### Actions to take
#1 Answer these questions using the Frankenstein discussion, writing each answer on its own line, marked to match:
(a) Who does the first comment say is reading Frankenstein?
(b) Which book led the second commenter to read Frankenstein?
(c) Who wrote "Shelley Unbound: Discovering Frankenstein's True Creator"?
#2 Write a continuation of the Frankenstein discussion that picks up after its final sentence.

Thanks for posting this. John happens to be reading Frankenstein, and we’ll give this film a peek!
Frankenstein has been portrayed as a “horror” story, and thus I had never read it - until I picked up “Shelley Unbound”. Then I read Frankenstein and thought that it was not so much “horror” as a very stark portrayal of how very dark science has become. For me, that book seemed to be an exploration of the ethics of science, which treats living beings as mechanical objects to be experimented upon and manipulated, not altogether different from how humans and animals and other living beings are treated by the science (and political) community nowadays.
Frankenstein, for me, was kind of a wake up call (and I just wish that I had read that book years ago), and I’ll be interested to see what that film has to say on the topic.
I have not read the book, but recently purchased " Shelley Unbound: Discovering Frankenstein’s True Creator" by Scott D. de Hart, a friend of JPF. This youtube vid is really an essay with pictures thrown in. I found it very informative, with the author having a legitimate understanding of current events of the time, in the context of what would have been going through the minds of the clique around the Shelley’s. It definitely filled in gaps in my lacking historical perspective. There is nothing too outlandish here, but new names to me are presented when people were philosophizing about morals and ethics in relation to science and medicine, what some would term “Illuminism.”

### Material shown
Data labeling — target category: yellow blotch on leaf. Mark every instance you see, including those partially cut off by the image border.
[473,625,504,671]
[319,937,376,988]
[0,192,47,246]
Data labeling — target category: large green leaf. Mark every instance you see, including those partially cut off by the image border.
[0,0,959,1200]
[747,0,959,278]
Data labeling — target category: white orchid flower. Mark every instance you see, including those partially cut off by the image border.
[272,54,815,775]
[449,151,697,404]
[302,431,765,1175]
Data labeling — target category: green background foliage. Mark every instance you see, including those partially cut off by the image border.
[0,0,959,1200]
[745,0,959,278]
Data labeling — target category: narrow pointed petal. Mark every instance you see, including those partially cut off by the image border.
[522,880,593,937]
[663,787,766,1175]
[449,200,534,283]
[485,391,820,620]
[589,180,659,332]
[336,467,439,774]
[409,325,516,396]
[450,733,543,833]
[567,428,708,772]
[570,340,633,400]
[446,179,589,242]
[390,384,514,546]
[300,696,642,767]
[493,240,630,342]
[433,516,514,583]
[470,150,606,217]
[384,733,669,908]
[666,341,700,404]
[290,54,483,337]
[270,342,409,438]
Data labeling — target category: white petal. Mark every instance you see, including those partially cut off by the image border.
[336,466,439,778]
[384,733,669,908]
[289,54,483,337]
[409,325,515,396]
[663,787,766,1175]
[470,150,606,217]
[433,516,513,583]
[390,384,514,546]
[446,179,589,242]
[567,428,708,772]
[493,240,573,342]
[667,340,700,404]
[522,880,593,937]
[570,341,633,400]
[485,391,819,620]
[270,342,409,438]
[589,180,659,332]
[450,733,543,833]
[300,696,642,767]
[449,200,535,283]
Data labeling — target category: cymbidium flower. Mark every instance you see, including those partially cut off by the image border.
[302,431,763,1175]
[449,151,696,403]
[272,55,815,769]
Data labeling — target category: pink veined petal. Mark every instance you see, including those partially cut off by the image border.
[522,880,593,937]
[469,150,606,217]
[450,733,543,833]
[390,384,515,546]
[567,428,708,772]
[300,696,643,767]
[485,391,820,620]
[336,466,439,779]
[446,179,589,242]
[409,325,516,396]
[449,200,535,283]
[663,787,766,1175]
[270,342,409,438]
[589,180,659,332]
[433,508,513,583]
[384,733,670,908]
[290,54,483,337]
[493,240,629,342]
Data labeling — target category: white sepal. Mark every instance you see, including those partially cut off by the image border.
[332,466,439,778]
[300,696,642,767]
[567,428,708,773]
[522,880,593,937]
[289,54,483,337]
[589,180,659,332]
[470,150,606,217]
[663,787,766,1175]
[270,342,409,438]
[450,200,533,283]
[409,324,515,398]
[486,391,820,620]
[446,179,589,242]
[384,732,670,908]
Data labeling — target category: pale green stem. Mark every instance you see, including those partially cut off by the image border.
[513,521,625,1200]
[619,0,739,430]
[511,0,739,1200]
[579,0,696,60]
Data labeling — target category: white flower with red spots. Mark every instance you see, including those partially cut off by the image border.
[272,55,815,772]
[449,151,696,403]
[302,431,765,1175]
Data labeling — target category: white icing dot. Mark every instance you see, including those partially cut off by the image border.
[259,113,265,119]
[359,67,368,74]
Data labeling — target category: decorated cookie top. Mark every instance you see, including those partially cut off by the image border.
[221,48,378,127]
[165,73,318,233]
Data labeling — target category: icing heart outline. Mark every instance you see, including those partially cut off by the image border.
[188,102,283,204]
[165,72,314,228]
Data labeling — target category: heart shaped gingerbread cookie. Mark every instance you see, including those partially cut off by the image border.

### Task-by-task results
#1
(a) John
(b) "Shelley Unbound"
(c) Scott D. de Hart

#2
After watching this a second time it occurred to me that another analogy to both might have been found in “The Golem” myth of Rabi Loew. There is really much to ponder here, where the seeds to the fruits of today were sown long ago.
I want to thank you for sharing this, and I will be curious what you think after reading “Shelley Unbound”. While the (unknown) presenter in the video you shared seemed to focus a lot on Mary Shelley, Scott de Hart and Dr. Farrell make a convincing case for putting some focus on Percy Shelley’s background. Dr. de Hart made such a convincing case, that whenever I see “Mary Shelley” as the author on the “Frankenstein” book cover, my brain now substitutes the name “Percy Shelley”.
I found Frankenstein to be an enjoyable (in the literarary sense) read, and felt sorry that I never picked up that book earlier in life, especially while studying science in my early university years. I would recommend this book to all young students of science, as a prelude to the discussion of ethics in science.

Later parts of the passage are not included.